[Excerpts from location labeling data]
^^^^^^^^^^^^^^^^
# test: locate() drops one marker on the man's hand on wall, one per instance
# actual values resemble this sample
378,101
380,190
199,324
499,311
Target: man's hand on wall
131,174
^^^^^^^^^^^^^^^^
Exercise directions: Please return every line of the listing above unchanged and in its original order.

Response:
# test: locate() drops one marker on the man's hand on wall, one per instance
# actual values resemble this sample
378,101
380,190
199,324
499,311
Target: man's hand on wall
131,174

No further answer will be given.